• _Суть задания_
Перепишите дословно отрывок из фрагмента текста, начиная со слов «Опираясь на естественный» и заканчивая словами «улыбкой прибавил дядюшка[530].».

=== Фрагмент текста ===

Возвращение от моносемичного понятия наследственности к полисемичному удается Мамину-Сибиряку не в последнюю очередь благодаря использованию одного и того же существительного – «наследство» – как в прямом значении, так и в переносном смысле биологической наследственности. Присутствие в тексте существительного «наследственность» и прилагательного «наследственный», передающих в русском языке XIX века биологизацию идеи наследования, свидетельствует о том, что речь идет не о (новой) катахрезе, а о сознательном использовании полисемии[528]. Персонажи, однако, преимущественно употребляют слово «наследство» и как nomen proprium, и как nomen improprium. Это видно из примера, в котором Половодов разъясняет Зосе «закон природы» вырождения Привалова и его «двойного наследства» с энтузиазмом (и риторикой) позитивиста:
– Обратите внимание, Привалов – последняя отрасль Гуляевых и Приваловых, следовательно, в нем должны перемешаться родовые черты этих фамилий: предрасположение к мистицизму, наконец – самодурство и болезненная чувствительность. Привалов является выродком, следовательно, в нем ярче и шире оставили свои следы наследственные пороки и недостатки, чем достоинства. Это закон природы, хотя известным образованием и выдержкой может быть прикрыто очень многое. Ведь вместе с своими миллионами Привалов получил еще большое наследство в лице того темного прошлого, какое стоит за его фамилией[529].
Опираясь на естественный закон дегенеративной наследственности, Половодов и дядя его жены Оскар Филипыч («дядюшка») вынашивают план воспользоваться наследственной слабостью Привалова к женщинам, чтобы помешать ему хлопотать о наследстве:
– Привалов очень сложная натура, хотя он кажется простачком. В нем постоянно происходит внутренняя борьба… Ведь вместе с правами на наследство он получил много недостатков и слабостей от своих предков. Вот для вас эти слабости-то и имеют особенную важность.
– Совершенно верно: Привалов – представитель выродившейся семьи.
– Да, да… И между прочим он унаследовал одну капитальнейшую слабость: это – любовь к женщинам.
– Привалов?!
– О, да… Могу вас уверить. Вот на эту сторону его характера вам и нужно действовать. Ведь женщины всесильны, Александр Павлыч, – уже с улыбкой прибавил дядюшка[530].

=== Данные для анализа ===

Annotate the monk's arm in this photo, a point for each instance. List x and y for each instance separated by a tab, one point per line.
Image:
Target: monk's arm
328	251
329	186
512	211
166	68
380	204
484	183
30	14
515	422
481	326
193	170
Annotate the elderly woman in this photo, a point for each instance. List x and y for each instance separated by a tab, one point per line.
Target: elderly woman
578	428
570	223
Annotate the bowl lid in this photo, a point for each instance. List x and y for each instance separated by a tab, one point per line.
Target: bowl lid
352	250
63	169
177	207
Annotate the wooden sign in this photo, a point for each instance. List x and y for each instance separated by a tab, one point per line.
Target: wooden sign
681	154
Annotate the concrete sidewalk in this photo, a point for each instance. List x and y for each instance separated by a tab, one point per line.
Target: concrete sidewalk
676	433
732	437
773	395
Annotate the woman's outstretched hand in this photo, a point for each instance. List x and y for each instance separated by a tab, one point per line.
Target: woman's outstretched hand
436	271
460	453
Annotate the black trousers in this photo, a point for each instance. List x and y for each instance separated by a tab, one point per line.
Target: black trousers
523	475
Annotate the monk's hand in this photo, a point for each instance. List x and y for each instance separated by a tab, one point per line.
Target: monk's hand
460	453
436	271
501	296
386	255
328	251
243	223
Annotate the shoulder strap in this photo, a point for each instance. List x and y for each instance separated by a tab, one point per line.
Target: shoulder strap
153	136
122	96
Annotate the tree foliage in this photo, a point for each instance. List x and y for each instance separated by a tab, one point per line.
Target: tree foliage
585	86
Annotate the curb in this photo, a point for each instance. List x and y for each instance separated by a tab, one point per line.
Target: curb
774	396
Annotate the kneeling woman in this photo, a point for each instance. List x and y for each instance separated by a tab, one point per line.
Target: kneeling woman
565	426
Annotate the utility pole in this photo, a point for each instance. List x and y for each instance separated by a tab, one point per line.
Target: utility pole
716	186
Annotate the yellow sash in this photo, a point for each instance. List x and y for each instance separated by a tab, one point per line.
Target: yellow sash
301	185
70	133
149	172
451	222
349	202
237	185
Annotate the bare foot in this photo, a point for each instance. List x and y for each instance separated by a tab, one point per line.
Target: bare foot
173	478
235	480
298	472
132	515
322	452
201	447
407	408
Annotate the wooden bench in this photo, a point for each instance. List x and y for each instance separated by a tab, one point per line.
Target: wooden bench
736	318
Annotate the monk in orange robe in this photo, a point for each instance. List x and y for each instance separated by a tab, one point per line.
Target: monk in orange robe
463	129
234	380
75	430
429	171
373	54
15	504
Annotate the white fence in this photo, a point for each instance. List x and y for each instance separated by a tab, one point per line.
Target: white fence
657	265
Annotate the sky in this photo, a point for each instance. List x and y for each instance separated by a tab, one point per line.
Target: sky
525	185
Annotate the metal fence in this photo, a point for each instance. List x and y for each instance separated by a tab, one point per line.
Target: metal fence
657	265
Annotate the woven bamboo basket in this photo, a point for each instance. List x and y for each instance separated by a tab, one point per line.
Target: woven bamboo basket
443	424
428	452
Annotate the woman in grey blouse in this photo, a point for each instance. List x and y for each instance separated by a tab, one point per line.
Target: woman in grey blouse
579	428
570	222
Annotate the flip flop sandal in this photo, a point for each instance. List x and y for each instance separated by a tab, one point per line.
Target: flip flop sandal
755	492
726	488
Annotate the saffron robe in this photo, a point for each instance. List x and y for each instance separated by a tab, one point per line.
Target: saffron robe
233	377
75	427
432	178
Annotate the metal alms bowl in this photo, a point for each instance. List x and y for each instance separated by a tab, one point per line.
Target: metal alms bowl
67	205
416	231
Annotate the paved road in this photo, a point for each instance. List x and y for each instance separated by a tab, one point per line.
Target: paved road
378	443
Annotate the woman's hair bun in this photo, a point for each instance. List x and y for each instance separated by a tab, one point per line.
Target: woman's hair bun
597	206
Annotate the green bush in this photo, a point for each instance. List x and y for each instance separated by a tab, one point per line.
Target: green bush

===

• _Место для ответа_
Опираясь на естественный закон дегенеративной наследственности, Половодов и дядя его жены Оскар Филипыч («дядюшка») вынашивают план воспользоваться наследственной слабостью Привалова к женщинам, чтобы помешать ему хлопотать о наследстве:
– Привалов очень сложная натура, хотя он кажется простачком. В нем постоянно происходит внутренняя борьба… Ведь вместе с правами на наследство он получил много недостатков и слабостей от своих предков. Вот для вас эти слабости-то и имеют особенную важность.
– Совершенно верно: Привалов – представитель выродившейся семьи.
– Да, да… И между прочим он унаследовал одну капитальнейшую слабость: это – любовь к женщинам.
– Привалов?!
– О, да… Могу вас уверить. Вот на эту сторону его характера вам и нужно действовать. Ведь женщины всесильны, Александр Павлыч, – уже с улыбкой прибавил дядюшка[530].